* begin *
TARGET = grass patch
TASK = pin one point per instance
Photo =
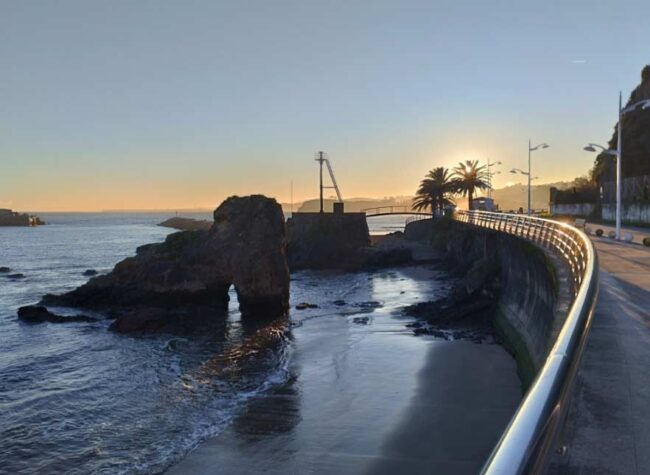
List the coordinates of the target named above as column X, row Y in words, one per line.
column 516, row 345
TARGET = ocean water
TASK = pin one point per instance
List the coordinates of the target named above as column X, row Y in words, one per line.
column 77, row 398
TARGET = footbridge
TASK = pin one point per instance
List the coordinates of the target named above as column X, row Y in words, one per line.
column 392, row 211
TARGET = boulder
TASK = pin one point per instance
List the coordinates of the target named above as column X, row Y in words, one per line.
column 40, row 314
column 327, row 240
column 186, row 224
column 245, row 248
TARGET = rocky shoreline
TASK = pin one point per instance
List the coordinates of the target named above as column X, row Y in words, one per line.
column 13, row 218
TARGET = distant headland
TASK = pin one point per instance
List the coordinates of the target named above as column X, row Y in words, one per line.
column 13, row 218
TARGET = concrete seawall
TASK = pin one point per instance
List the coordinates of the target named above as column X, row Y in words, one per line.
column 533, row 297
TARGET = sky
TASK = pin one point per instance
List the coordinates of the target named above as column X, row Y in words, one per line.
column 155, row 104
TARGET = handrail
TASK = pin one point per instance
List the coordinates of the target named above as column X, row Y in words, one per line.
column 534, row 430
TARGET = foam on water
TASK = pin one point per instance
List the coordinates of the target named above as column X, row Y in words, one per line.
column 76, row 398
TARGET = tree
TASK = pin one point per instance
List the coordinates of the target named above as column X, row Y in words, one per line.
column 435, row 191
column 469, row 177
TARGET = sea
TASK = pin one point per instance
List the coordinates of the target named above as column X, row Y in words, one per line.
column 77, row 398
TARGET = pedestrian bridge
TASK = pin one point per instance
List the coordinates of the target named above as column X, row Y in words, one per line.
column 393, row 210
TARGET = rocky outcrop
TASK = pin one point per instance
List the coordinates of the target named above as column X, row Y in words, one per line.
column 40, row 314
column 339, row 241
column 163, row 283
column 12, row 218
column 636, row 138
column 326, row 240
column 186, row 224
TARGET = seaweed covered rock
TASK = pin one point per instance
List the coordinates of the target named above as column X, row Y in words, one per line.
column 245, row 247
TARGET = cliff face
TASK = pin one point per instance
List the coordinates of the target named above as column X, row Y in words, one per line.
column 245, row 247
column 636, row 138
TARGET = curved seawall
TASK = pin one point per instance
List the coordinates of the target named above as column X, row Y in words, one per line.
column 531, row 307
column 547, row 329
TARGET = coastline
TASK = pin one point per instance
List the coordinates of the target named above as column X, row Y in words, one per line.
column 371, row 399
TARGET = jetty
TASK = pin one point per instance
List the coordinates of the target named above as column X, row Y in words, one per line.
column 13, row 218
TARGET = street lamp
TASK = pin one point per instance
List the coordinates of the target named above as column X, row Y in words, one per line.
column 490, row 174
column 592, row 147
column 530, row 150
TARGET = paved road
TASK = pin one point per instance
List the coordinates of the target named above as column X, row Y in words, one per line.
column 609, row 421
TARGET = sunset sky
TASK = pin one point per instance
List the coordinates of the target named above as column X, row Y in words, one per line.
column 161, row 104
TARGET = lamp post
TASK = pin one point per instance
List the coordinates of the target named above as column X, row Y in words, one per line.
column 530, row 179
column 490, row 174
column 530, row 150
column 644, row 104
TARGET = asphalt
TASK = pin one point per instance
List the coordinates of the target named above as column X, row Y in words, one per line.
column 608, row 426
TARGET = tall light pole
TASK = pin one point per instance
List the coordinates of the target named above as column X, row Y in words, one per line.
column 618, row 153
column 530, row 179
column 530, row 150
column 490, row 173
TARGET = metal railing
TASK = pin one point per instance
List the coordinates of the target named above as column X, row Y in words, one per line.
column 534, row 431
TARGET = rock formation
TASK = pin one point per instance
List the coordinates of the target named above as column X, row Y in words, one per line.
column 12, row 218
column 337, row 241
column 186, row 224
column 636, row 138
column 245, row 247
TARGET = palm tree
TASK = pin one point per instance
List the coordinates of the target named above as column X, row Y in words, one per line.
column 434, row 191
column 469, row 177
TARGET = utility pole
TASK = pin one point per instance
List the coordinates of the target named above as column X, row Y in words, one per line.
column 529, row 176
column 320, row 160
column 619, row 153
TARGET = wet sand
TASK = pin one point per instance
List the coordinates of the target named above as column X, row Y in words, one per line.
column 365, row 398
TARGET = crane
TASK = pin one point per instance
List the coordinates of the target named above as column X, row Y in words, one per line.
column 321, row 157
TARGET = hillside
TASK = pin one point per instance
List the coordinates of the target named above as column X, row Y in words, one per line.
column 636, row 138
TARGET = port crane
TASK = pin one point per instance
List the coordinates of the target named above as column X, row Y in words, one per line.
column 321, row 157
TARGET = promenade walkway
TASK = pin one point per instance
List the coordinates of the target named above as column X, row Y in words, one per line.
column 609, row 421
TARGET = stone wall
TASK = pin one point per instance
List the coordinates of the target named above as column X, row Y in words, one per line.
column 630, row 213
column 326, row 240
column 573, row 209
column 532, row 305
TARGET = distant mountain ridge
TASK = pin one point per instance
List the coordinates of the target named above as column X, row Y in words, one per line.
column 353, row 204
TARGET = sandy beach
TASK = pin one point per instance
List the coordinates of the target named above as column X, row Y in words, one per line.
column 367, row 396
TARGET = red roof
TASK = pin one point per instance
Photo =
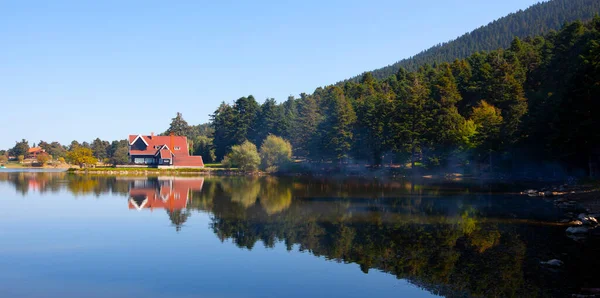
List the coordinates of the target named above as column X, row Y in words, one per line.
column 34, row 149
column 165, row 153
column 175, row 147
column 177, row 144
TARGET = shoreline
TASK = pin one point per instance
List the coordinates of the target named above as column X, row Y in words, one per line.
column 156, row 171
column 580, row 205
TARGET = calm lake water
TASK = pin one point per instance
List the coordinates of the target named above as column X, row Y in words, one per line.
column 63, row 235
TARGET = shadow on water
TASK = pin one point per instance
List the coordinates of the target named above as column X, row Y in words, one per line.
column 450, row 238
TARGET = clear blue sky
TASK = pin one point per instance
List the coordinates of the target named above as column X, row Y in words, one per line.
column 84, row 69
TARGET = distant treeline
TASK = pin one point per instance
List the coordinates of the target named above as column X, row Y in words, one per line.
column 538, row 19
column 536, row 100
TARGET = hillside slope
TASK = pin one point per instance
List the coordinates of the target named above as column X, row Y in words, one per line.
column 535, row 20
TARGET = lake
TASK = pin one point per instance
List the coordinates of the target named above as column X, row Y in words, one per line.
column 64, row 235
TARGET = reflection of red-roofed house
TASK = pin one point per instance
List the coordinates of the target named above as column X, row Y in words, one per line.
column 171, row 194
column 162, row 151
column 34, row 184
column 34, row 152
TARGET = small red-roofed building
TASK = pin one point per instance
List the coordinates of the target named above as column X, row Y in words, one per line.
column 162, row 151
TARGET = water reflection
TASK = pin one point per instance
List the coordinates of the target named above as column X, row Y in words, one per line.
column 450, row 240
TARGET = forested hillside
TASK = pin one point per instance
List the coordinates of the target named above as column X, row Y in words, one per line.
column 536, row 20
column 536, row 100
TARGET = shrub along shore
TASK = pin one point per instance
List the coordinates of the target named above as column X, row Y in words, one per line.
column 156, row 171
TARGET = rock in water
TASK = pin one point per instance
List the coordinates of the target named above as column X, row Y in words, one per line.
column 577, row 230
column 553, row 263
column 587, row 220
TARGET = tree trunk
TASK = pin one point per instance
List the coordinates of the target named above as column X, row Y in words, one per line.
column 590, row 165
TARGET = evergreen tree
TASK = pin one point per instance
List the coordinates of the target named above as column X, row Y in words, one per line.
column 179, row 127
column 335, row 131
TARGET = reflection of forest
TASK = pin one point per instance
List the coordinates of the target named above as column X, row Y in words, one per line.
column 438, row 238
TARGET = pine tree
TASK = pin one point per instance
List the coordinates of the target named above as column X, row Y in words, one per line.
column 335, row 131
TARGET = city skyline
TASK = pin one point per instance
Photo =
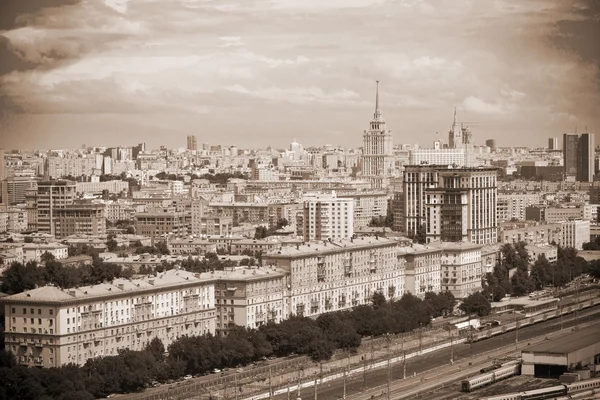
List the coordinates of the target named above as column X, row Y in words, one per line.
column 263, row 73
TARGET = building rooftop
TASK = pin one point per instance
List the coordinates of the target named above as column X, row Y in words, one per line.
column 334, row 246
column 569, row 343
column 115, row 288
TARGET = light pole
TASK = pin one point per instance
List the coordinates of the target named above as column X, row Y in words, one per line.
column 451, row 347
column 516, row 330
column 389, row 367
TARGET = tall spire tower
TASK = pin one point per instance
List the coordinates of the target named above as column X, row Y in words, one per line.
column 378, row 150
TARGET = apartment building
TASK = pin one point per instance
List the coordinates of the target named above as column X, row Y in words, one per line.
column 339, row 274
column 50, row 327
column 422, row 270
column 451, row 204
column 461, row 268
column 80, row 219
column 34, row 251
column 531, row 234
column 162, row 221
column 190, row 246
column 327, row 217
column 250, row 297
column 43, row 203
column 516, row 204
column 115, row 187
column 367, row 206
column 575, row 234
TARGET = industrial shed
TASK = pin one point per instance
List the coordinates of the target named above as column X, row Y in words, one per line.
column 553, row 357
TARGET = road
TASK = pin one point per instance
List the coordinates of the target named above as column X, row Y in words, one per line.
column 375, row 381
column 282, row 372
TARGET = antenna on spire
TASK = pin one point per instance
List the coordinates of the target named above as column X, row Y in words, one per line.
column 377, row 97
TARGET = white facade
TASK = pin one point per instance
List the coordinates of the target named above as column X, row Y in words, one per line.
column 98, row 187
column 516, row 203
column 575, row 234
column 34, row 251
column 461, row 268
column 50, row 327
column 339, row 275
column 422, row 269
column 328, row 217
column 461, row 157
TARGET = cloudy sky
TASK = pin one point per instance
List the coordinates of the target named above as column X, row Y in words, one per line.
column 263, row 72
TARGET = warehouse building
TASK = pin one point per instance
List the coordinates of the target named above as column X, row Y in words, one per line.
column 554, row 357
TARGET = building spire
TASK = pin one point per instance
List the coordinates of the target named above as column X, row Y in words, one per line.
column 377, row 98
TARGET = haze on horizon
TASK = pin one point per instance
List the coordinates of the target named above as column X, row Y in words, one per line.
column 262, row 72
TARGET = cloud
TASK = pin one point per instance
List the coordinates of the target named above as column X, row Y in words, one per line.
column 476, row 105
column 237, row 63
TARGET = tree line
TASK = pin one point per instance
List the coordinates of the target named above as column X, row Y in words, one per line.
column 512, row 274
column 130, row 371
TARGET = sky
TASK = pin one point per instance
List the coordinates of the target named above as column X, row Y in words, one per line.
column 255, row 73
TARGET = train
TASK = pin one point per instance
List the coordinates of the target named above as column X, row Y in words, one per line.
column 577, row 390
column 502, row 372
* end *
* begin *
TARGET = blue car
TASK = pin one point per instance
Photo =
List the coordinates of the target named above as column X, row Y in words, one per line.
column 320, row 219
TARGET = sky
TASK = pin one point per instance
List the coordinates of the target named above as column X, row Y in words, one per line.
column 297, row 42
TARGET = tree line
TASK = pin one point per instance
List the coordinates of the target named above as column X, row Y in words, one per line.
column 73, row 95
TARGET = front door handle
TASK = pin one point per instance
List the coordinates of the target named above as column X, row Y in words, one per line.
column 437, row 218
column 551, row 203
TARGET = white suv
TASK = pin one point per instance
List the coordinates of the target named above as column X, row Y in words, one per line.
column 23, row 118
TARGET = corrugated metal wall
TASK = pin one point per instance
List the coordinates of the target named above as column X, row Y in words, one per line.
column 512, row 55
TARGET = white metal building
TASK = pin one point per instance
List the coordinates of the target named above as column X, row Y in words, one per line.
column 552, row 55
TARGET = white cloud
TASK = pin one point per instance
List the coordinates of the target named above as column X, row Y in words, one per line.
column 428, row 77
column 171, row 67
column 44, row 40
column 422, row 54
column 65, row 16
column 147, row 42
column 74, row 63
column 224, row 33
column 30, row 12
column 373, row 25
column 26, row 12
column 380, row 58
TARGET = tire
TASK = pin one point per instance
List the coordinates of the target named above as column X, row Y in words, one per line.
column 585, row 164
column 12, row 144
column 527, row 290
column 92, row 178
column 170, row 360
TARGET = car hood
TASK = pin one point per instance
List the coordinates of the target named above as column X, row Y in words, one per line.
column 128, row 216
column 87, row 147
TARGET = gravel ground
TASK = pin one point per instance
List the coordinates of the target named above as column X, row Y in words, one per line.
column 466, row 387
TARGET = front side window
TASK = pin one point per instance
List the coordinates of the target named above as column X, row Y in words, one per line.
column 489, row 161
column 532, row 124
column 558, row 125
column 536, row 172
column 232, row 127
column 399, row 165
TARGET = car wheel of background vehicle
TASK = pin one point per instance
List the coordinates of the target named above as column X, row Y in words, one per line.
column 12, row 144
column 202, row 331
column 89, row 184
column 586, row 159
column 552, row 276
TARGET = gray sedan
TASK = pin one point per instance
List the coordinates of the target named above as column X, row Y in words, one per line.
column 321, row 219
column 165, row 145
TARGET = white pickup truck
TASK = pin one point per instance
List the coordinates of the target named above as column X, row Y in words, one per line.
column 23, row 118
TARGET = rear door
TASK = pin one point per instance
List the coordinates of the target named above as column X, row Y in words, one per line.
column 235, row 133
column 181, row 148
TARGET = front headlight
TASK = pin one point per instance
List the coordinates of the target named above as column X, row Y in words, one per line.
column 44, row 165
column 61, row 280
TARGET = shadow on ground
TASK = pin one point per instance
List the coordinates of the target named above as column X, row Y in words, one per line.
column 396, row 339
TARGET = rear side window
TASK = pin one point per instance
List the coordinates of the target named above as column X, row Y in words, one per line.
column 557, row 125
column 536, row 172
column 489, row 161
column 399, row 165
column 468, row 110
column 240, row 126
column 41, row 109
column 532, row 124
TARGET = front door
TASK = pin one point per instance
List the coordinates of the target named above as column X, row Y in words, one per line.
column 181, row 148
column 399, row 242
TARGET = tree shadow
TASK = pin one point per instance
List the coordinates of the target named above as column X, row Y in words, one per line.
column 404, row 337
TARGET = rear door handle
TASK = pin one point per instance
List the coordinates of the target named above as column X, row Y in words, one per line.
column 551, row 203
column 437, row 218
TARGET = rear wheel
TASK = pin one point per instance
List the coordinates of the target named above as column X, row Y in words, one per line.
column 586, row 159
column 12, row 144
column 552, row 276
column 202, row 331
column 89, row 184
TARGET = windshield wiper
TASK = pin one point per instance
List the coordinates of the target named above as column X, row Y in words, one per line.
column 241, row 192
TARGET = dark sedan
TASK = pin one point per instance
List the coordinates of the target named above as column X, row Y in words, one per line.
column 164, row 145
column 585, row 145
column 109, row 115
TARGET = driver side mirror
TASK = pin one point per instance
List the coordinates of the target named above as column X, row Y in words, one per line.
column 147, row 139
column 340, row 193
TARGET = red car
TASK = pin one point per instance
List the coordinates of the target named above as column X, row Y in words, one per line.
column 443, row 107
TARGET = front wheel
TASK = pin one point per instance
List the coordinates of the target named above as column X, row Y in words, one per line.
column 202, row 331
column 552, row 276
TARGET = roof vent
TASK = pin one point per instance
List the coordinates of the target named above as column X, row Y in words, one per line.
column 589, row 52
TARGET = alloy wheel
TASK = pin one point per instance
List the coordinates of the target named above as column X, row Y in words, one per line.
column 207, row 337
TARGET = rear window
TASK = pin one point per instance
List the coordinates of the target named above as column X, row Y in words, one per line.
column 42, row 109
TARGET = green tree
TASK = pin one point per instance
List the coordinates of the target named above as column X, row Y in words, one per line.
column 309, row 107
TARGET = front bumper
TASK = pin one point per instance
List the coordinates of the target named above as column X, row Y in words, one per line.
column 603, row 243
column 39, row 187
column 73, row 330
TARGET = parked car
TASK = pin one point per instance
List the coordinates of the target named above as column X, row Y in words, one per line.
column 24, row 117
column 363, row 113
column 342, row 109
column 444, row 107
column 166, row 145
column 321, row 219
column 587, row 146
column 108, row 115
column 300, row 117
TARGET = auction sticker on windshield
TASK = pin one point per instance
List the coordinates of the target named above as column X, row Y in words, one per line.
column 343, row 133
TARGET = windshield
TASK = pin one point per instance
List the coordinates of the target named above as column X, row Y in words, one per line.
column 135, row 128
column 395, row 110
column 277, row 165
* end *
Task directions> Reproduce the lines of the records above word for word, beginning at the line that contains "TARGET = front bumper" and stopping after the line that contains "column 73, row 330".

Output of the exercise>
TARGET = front bumper
TASK = pin one point per instance
List the coordinates of the target named above as column X, row Y in words, one per line.
column 603, row 243
column 39, row 187
column 73, row 330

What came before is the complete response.